------ Provided data ------

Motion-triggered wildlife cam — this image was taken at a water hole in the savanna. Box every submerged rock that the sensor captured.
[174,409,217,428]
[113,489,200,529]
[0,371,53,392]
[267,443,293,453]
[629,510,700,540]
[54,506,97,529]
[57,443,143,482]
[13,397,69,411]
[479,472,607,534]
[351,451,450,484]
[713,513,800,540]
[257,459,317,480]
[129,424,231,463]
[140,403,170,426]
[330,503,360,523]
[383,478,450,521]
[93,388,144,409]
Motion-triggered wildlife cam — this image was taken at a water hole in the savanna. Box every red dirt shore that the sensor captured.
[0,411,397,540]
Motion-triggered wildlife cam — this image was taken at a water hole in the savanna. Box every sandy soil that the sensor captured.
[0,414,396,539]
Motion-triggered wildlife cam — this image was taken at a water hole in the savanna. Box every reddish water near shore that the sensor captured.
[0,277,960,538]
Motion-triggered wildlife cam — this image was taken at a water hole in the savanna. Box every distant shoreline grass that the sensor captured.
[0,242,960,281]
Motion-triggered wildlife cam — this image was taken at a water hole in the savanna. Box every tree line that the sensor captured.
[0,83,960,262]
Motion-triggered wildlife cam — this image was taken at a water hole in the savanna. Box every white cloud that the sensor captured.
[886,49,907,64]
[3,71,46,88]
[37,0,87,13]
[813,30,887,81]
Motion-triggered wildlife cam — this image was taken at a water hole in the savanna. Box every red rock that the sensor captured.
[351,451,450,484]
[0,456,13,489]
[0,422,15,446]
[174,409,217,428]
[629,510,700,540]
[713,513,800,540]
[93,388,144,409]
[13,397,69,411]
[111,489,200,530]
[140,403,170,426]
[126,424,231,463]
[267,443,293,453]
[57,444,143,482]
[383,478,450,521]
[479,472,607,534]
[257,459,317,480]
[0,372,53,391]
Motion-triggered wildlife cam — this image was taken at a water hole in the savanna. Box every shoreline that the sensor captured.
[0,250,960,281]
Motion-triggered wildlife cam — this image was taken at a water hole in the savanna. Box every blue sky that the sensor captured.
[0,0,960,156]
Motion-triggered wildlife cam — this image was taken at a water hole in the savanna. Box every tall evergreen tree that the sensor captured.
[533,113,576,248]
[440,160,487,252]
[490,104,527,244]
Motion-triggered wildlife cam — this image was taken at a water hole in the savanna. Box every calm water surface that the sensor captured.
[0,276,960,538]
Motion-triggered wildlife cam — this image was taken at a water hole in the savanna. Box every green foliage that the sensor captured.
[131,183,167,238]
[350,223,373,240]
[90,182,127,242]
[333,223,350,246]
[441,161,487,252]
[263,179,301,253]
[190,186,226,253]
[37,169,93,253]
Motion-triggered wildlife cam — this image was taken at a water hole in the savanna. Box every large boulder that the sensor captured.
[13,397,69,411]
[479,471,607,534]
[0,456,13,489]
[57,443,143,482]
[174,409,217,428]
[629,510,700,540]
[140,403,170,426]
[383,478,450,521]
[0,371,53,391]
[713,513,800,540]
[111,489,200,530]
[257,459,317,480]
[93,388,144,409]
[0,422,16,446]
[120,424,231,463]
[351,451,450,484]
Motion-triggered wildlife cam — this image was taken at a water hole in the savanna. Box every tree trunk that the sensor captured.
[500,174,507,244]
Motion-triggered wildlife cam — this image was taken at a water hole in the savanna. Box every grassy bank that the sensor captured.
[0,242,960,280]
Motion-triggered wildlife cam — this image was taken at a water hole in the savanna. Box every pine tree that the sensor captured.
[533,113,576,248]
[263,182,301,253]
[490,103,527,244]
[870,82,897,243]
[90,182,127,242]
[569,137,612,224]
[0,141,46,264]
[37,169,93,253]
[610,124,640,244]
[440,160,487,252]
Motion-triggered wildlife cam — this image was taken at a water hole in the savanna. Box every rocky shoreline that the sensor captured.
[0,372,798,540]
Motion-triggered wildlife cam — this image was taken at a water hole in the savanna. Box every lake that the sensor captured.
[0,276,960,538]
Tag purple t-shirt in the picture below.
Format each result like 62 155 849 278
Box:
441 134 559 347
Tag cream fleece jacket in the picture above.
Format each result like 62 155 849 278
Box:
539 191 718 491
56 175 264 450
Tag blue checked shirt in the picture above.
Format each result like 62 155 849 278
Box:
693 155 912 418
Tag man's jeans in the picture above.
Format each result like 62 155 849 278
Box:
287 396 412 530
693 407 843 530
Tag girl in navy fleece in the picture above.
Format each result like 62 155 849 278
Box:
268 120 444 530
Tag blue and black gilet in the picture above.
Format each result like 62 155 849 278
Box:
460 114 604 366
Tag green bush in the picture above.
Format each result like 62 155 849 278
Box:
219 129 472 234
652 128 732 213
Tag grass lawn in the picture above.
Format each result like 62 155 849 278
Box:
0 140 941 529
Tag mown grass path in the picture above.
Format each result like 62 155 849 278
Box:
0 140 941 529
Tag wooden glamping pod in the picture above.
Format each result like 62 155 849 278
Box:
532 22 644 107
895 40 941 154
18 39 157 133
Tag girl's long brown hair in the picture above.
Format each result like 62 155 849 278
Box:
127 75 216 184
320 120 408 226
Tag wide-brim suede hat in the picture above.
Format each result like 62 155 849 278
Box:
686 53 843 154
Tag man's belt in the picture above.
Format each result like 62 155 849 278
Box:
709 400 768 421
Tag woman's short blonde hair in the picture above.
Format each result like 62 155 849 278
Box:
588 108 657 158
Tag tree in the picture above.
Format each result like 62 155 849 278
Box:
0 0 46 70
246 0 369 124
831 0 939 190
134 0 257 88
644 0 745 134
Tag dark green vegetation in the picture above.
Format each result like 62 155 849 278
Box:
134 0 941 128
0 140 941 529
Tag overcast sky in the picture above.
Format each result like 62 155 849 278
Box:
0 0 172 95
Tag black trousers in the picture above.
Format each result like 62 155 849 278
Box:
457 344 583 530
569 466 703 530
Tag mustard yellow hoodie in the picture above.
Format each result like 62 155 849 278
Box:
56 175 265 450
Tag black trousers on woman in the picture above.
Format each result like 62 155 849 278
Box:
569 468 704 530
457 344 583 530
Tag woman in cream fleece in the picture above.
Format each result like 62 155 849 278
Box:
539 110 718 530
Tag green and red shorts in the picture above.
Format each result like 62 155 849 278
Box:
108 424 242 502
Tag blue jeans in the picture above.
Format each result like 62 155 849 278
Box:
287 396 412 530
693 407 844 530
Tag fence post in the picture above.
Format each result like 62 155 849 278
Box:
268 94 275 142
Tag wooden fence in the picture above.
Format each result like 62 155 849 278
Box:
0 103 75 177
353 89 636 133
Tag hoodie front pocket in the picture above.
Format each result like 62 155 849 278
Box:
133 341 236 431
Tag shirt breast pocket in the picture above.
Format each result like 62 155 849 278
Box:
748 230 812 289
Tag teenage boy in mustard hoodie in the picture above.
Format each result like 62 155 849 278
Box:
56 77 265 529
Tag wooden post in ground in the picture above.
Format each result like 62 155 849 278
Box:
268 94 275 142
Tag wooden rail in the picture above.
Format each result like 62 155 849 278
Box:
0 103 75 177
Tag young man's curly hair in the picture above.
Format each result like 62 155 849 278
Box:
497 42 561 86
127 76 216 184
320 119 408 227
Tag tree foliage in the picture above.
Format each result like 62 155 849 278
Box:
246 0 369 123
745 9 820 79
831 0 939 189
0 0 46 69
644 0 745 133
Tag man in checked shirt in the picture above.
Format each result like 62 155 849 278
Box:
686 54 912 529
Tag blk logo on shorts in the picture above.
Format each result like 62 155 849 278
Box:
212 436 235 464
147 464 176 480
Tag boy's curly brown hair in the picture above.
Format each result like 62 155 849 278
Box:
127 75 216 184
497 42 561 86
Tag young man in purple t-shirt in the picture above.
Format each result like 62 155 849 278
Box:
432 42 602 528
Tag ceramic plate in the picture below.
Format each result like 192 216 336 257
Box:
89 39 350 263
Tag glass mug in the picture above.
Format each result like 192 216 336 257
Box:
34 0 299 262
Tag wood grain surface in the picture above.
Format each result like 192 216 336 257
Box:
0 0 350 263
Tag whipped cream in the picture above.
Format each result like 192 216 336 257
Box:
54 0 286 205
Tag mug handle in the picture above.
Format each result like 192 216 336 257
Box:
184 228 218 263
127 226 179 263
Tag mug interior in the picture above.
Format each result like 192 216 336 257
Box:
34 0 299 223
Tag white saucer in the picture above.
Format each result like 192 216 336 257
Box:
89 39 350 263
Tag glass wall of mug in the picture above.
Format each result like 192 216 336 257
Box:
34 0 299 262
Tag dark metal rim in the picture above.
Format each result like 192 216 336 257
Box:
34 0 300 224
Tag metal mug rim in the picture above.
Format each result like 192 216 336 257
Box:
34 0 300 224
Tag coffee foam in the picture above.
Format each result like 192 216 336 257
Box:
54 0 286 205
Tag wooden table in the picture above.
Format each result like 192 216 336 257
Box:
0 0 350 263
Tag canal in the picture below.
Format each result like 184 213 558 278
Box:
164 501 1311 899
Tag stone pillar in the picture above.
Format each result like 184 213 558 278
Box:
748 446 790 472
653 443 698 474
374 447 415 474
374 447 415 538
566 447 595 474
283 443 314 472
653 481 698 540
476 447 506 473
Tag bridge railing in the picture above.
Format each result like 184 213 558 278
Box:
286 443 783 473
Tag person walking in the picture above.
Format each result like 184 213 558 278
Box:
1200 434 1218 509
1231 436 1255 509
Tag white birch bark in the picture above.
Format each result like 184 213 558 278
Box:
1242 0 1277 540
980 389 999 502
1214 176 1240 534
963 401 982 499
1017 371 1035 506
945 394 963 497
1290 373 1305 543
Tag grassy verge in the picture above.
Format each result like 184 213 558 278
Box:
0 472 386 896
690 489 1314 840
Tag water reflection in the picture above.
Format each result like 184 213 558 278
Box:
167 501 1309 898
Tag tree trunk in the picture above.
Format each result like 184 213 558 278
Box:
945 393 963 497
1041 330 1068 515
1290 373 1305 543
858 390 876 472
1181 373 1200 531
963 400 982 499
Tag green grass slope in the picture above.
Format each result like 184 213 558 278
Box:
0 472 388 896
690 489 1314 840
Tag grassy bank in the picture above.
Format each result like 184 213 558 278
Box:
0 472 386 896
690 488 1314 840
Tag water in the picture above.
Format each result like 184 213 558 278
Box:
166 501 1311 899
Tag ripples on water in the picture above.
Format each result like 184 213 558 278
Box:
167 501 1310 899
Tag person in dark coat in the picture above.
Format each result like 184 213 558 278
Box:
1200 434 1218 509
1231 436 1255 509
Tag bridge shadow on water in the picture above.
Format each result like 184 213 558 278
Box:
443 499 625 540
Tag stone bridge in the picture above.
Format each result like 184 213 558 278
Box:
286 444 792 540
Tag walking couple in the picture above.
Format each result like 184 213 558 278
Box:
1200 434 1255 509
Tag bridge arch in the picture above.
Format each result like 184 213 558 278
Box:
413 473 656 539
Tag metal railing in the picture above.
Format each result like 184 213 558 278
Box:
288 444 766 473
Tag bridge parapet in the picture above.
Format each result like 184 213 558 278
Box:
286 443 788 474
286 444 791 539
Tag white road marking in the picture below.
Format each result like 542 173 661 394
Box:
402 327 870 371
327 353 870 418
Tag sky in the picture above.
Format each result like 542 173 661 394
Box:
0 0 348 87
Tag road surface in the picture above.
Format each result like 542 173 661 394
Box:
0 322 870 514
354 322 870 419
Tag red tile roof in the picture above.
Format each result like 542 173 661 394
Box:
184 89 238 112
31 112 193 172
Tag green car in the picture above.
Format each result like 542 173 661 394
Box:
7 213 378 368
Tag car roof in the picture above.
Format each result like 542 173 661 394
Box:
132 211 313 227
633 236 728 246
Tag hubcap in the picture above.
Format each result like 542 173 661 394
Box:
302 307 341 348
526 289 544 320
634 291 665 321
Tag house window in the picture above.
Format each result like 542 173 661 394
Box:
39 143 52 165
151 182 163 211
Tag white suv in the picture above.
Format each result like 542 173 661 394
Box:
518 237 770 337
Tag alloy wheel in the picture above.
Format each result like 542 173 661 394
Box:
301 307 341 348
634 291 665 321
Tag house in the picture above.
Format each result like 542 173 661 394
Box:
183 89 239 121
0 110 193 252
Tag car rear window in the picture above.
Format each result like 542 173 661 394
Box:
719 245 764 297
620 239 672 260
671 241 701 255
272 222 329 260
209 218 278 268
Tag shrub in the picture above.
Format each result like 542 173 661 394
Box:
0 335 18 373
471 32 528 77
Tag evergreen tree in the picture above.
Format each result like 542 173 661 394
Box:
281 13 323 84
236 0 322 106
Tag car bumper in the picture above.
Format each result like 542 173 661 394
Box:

------

- Work to do -
Reproduce the listing from the line with "Tag bridge arch in the picture above." to the line with "0 110 193 252", replacing every "Tag" with "Mark" and leaving everything else unchanged.

- Result for this exercise -
Mark bridge arch in the picture above.
Format each result like 184 213 558 278
Box:
413 473 656 539
Mark metal railing in the picture above.
Format each result like 184 213 558 278
Box:
288 444 766 473
Mark bridge parapet in the picture above.
Format each result like 184 213 558 278
Box:
286 443 788 474
286 444 791 539
Mark white road marking in the picture below.
Format each result like 542 173 661 394
Box:
402 327 870 371
327 353 870 418
Mark sky in the picture above.
Format each result like 542 173 661 394
Box:
0 0 348 87
Mark road surface in the picture above.
Format each result like 542 173 661 394
Box:
0 322 870 514
354 322 870 419
Mark red tile roof in the picture above.
Format each result like 542 173 661 394
Box:
184 89 238 112
31 112 193 172
Mark green car in the picture above.
Format each result like 542 173 661 394
Box:
7 213 378 368
Mark car roof in the picture above.
Format each result like 542 173 661 394
Box:
132 211 313 227
633 236 728 246
Mark hubcap in the picture above.
Format each result like 542 173 661 394
Box:
302 307 341 348
526 289 544 320
634 291 665 321
Mark house window in the picture above.
Format each result like 542 173 661 394
Box:
39 143 52 165
151 182 163 211
Mark white suv in the picture above.
Format each result like 542 173 661 394
Box:
518 237 770 337
Mark alloy wheel in the picture above.
Format each result like 542 173 661 394
Box:
301 307 341 348
634 291 665 321
Mark house in the picture above.
Format each result like 542 173 661 394
Box:
183 89 239 121
0 110 193 252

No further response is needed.